*INSTRUCTIONS TO FOLLOW:*
Print each of the entries below exactly as it appears, line for line, with no changes.

(Detection annotation entries)
========================
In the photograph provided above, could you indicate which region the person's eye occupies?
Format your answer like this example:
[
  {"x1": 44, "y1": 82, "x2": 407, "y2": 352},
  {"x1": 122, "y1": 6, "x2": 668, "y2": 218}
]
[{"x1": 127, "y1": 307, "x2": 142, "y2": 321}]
========================
*SOLUTION BELOW:*
In the photograph provided above, could you indicate which region the person's eye occupies?
Format your answer like this example:
[
  {"x1": 44, "y1": 82, "x2": 407, "y2": 352},
  {"x1": 122, "y1": 6, "x2": 668, "y2": 218}
]
[{"x1": 127, "y1": 307, "x2": 142, "y2": 321}]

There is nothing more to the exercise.